___ MATERIALS PROVIDED
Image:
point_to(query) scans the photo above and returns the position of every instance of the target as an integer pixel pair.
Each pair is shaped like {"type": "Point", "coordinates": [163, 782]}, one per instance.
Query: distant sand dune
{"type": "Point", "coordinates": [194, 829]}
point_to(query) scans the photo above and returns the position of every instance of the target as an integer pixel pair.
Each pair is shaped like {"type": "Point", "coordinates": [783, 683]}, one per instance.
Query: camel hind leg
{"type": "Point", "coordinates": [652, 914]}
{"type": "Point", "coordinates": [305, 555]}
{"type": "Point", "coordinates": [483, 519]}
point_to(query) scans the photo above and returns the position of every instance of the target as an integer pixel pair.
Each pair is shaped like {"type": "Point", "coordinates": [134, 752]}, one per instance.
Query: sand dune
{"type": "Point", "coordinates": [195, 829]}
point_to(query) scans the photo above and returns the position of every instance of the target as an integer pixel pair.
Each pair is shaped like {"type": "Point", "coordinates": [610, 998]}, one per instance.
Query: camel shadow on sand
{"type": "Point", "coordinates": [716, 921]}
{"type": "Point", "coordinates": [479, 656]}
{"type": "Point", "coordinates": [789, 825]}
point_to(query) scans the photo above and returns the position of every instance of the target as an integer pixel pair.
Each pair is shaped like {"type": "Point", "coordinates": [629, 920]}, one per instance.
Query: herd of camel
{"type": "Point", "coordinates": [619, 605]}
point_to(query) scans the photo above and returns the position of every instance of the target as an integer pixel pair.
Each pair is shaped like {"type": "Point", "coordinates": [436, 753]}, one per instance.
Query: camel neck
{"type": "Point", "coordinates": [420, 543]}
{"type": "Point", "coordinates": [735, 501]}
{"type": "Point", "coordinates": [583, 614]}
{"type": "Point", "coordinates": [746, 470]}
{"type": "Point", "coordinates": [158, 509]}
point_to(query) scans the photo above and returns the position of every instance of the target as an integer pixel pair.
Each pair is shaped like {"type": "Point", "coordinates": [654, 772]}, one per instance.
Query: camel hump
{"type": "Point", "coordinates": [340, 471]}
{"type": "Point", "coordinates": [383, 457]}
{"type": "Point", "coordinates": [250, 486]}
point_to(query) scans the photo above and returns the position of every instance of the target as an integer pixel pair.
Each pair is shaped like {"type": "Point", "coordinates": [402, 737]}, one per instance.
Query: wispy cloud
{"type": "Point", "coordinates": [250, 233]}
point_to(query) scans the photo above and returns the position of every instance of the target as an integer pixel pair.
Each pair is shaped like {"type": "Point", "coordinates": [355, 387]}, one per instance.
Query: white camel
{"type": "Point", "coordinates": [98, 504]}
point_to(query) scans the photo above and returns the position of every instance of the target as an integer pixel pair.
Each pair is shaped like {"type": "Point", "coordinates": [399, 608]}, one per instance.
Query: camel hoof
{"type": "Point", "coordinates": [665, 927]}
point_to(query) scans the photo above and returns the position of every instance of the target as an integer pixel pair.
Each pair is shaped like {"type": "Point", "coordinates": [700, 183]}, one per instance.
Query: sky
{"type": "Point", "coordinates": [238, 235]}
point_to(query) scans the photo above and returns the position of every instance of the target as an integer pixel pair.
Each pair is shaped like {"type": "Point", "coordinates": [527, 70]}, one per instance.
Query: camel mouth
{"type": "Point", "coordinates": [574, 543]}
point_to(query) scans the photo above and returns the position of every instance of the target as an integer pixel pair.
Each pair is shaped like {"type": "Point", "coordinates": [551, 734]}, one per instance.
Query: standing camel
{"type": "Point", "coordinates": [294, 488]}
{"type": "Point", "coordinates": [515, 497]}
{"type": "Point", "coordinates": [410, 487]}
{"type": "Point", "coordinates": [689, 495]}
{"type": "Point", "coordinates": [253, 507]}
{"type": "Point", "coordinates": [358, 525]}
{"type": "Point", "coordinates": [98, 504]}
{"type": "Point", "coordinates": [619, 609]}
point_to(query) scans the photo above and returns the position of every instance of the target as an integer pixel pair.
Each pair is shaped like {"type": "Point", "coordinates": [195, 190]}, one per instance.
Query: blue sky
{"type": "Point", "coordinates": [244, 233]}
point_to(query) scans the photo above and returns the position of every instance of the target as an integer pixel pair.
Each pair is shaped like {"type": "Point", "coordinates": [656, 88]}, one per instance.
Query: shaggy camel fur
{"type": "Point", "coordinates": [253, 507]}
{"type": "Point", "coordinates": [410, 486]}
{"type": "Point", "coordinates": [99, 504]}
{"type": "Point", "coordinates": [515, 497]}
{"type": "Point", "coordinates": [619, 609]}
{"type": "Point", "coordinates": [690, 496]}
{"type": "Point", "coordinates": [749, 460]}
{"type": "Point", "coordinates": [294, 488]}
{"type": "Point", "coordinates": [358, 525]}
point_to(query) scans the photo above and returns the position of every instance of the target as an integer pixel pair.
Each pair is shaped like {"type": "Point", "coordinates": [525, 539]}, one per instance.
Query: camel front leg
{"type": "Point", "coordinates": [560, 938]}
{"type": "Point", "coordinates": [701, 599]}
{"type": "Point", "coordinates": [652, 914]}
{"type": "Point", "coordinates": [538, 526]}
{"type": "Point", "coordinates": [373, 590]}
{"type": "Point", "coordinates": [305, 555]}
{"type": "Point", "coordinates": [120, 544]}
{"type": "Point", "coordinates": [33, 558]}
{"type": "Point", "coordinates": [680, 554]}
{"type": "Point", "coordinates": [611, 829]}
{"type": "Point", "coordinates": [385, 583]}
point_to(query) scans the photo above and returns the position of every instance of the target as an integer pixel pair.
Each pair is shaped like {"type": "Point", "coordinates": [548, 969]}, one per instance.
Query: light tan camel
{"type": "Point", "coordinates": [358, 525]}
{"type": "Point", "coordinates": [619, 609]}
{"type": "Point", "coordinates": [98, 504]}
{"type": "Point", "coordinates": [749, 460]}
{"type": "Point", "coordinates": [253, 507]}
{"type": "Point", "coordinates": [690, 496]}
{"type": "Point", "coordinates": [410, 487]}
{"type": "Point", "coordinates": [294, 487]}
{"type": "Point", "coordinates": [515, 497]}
______
Retype the stretch from the very start of the material through the line that contains "Query: distant sand dune", keeping every line unchanged.

→ RESPONSE TO THIS TASK:
Image:
point_to(query) scans the photo above and returns the position of every instance of the target as an integer pixel pair.
Each pair is shaped like {"type": "Point", "coordinates": [163, 782]}, one per instance.
Query: distant sand dune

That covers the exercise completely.